Meanwhile those essential providers who have gotten infected early and recovered will be the best front line workers.

There is in fact NO solid evidence that there have been enough mutations to consider anything to be separate strains. There was one article claiming such that was pretty much dismissed by other experts. And there is NO thought among experts that the variation out there currently or in the near future is enough to escape immunity. They are modeling under the assumption that herd immunity does at a certain point occur, not that the bug changes so quickly as to preclude that.

But of course you are smart and maybe the experts missed this really obvious thing.

This may be of interest:
Do You Get Immunity After Recovering From A Case Of Coronavirus?

The answer is that, for COVID-19, no one really knows whether immunity develops at all or how long it lasts if it does. The guesses that are being made are based on knowledge of traditional coronaviruses: “Researchers do know that reinfection is an issue with the four seasonal coronaviruses that cause about 10 to 30% of common colds. These coronaviruses seem to be able to sicken people again and again, even though people have been exposed to them since childhood.”

Additionally, intentional exposure introduces risks of serious complications even in healthy people, and a small but non-zero risk of fatality.

I’m also not persuaded that “everyone will get it eventually” – China seems to have stabilized with just 46 new cases among the entire population in the last 24 hours, whereas the US has gained 6,032 new cases. OTOH, the growth rate charts still look exponential and are showing recent upticks even on a logarithmic scale.

The best we can do is follow the advice of public health officials who are themselves being advised by researchers working overtime to understand more about this disease and develop a vaccine for it. Personally, I’m staying home as much as possible even though I have no specific medical reason to self-quarantine. I’m about as well stocked with everything I need as is practicable and will only be going our for essential needs.

Didn’t we already do this argument last week? (Was it cmosdes arguing for that?)

Ok, fair enough. I was operating off insufficiently vetted information. That’s on me.

Nope. They got it. Or if not, they’ve made the most reasonable conclusion based on the information at hand.

But I’m also NOT the one suggesting we start deliberately infecting people in the midst of a growing epidemic.

I’ll note again I recommended we leave the medical response to the experts instead of coming up with our own belated responses. I’m still sticking with that, even if you appear to be denigrating that response.

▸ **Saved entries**
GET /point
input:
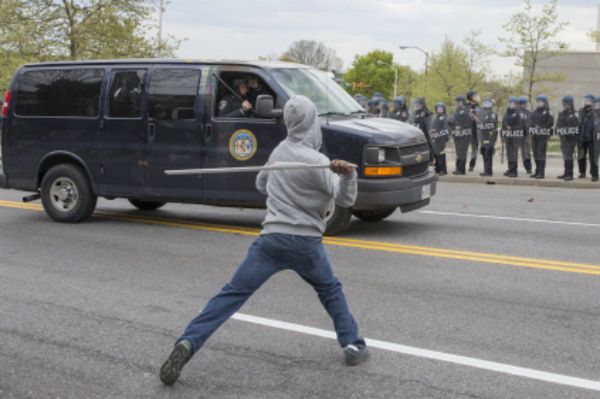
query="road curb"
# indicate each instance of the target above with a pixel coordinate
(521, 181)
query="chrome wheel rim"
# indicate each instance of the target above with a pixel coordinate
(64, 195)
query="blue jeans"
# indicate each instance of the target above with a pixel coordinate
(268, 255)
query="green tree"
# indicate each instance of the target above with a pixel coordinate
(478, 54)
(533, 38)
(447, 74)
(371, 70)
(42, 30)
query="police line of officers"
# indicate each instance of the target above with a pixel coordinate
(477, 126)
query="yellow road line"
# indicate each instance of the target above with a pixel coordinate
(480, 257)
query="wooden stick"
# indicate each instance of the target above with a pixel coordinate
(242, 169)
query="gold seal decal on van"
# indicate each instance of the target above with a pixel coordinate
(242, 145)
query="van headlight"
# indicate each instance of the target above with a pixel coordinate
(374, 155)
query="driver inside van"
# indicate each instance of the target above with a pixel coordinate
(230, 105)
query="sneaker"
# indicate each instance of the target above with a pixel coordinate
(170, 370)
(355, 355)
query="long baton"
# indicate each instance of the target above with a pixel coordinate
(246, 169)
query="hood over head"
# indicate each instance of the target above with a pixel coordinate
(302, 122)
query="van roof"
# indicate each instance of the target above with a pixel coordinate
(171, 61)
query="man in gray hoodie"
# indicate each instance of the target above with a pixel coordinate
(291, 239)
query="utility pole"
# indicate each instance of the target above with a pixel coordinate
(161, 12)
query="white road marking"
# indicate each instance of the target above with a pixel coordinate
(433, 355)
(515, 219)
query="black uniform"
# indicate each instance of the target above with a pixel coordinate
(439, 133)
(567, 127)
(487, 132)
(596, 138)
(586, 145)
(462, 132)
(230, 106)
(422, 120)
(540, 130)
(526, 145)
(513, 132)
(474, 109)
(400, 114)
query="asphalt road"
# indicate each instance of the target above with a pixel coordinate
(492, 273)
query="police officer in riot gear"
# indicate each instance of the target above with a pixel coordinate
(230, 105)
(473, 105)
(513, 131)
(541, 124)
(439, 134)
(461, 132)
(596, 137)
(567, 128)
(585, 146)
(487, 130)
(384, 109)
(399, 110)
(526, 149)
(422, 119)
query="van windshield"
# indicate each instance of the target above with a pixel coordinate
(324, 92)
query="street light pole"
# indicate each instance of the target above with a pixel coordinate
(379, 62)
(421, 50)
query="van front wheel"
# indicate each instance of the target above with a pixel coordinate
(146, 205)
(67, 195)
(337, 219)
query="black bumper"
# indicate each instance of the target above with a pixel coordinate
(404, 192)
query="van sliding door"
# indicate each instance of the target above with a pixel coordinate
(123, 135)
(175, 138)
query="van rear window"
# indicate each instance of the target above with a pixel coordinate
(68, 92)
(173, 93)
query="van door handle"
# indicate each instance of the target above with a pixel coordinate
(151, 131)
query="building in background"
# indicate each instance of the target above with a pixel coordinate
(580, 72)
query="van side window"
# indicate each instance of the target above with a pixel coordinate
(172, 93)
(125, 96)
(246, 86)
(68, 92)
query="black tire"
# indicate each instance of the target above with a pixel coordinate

▸ **What to do**
a) In the coronavirus immunity discussion, write out everything from "There is in" down to "really obvious thing.", changing "experts" to "specialists".
b) According to the coronavirus immunity discussion, how many new cases did the US gain in the last 24 hours?
c) In the coronavirus immunity discussion, list the personal precautions the writer describes in the paragraph that begins "The best we can do".

▸ **Answers to the exercises**
a)
There is in fact NO solid evidence that there have been enough mutations to consider anything to be separate strains. There was one article claiming such that was pretty much dismissed by other specialists. And there is NO thought among specialists that the variation out there currently or in the near future is enough to escape immunity. They are modeling under the assumption that herd immunity does at a certain point occur, not that the bug changes so quickly as to preclude that.

But of course you are smart and maybe the specialists missed this really obvious thing.

b) 6,032 new cases

c)
- Staying home as much as possible
- Being about as well stocked with everything needed as is practicable
- Going out only for essential needs